## STATED TASK 1
Repeat a passage from the transaction event analysis excerpt, beginning at the words "Analyzed events 32 may" and stopping after the words "the transaction time.".
## STATED TASK 2
Answer these questions using the transaction event analysis excerpt, and mark each answer to match its question.
(a) In the specific example, where do the "transaction selection" events that analysis module 22 receives occur?
(b) Which two parts of the system are named as causes of latency through their actions?
(c) What does the graph shown in the exemplary plot of FIG. 4 indicate?

Analyzed events 32 refer to events on which analysis module 22 has performed certain calculations. In an embodiment, analysis module 22 receives events from event database 20 and/or device 12 and calculates an average time for an event to occur across a plurality of transactions. Additionally, in this embodiment, analysis module 22 may consider certain attributes when determining which events to include in the calculation of average time. For example, analysis module 22 receives a plurality of events associated with a particular event type used in a particular transaction type, a particular event location, and a particular device on which the user performs the event. As a specific example, analysis module 22 receives a plurality of “transaction selection” events used in unassisted check deposit transactions. Analysis module 22 receives these events that occur at an ATM at Location A over a specific time period. Analysis module 22 may receive the time it takes for the event to occur from event database 20 and/or device 12; or analysis module 22 may receive a start time and end time of the event and may calculate the difference to determine the time it takes for the event to occur.
Analyzed events 32 may also include information regarding the latency of the different actors involved in the events. For example, latency in the transaction occurs because of actions performed by the system, such as the network and/or the device. As another example, latency occurs because of actions performed by humans. As yet another example, there may be latencies associated with transitions between certain events in a transaction. By taking a granular view of the transaction and analyzing each event, system 10 determines where the latencies arise and system 10 may be updated to decrease the latencies and improve the transaction time.
Reports 34 refer to the information prepared based on the analyzed events and calculations. Reports 34 may be compiled based on pre-configured rules or dynamic requests. For example, analysis module 22 may generate a bar graph of the average time it takes to complete the various events included in a transaction. FIG. 3 provides an exemplary graph that may be stored as report 34. As another example, analysis module 22 may generate a graph that indicates the coefficient of variation of the different events. FIG. 4 provides an exemplary plot that may be stored as report 34. In another embodiment, analysis module 22 generates reports 34 that indicate the latencies associated with the various actors, including, but not limited to, system latencies and human latencies.

Part of a data file

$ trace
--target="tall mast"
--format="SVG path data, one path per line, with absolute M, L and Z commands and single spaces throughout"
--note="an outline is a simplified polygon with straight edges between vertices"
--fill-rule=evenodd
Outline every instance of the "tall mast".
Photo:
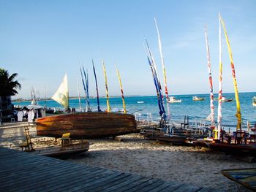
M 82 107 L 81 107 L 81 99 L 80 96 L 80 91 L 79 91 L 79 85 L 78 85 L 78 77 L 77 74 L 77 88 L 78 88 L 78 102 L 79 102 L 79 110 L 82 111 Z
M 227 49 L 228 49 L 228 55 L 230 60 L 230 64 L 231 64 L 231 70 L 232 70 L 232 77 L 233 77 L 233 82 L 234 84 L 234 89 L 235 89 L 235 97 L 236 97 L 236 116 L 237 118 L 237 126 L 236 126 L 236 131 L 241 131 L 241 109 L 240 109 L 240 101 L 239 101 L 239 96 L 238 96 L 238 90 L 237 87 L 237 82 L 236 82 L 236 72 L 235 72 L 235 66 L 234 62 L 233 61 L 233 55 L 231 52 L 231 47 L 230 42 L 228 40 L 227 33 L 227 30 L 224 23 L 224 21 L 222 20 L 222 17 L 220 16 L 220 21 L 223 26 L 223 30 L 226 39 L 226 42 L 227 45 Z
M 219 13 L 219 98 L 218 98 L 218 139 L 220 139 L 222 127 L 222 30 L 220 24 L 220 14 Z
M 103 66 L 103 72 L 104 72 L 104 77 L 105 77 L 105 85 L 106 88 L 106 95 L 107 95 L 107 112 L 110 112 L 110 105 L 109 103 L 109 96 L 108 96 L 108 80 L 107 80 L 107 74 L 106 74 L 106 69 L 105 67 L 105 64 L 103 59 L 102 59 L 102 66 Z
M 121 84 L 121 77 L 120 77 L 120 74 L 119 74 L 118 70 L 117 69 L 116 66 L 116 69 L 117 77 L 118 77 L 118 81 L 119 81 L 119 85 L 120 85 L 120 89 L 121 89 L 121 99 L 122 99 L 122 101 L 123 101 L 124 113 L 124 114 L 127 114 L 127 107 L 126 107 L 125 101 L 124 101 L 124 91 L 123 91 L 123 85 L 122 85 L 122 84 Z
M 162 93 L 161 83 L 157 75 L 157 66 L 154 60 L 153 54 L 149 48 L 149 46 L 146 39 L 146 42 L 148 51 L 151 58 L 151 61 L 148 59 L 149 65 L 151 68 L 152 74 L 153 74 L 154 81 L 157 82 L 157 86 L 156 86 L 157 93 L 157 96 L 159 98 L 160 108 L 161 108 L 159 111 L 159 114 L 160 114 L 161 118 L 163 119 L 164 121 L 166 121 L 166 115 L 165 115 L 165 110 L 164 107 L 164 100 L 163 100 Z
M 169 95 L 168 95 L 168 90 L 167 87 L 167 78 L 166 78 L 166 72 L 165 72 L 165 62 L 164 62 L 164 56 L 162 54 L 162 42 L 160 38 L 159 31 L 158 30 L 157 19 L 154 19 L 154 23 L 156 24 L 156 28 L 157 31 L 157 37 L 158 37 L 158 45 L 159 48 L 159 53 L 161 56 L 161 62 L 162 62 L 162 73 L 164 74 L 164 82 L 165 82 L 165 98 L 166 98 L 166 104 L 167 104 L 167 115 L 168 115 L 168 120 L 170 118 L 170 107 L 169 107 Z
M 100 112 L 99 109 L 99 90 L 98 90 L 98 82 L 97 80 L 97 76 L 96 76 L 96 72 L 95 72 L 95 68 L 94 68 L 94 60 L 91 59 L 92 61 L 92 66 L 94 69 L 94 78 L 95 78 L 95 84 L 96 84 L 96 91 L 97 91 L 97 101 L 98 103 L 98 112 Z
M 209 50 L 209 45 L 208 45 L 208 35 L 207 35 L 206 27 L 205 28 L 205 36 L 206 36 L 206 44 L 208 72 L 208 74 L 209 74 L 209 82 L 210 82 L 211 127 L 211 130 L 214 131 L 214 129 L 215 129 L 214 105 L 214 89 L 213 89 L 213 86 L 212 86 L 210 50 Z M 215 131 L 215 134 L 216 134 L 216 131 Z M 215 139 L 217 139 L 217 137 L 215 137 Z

## RESULT 1
Analyzed events 32 may also include information regarding the latency of the different actors involved in the events. For example, latency in the transaction occurs because of actions performed by the system, such as the network and/or the device. As another example, latency occurs because of actions performed by humans. As yet another example, there may be latencies associated with transitions between certain events in a transaction. By taking a granular view of the transaction and analyzing each event, system 10 determines where the latencies arise and system 10 may be updated to decrease the latencies and improve the transaction time.

## RESULT 2
(a) At an ATM at Location A, over a specific time period.
(b) The network and/or the device.
(c) The coefficient of variation of the different events.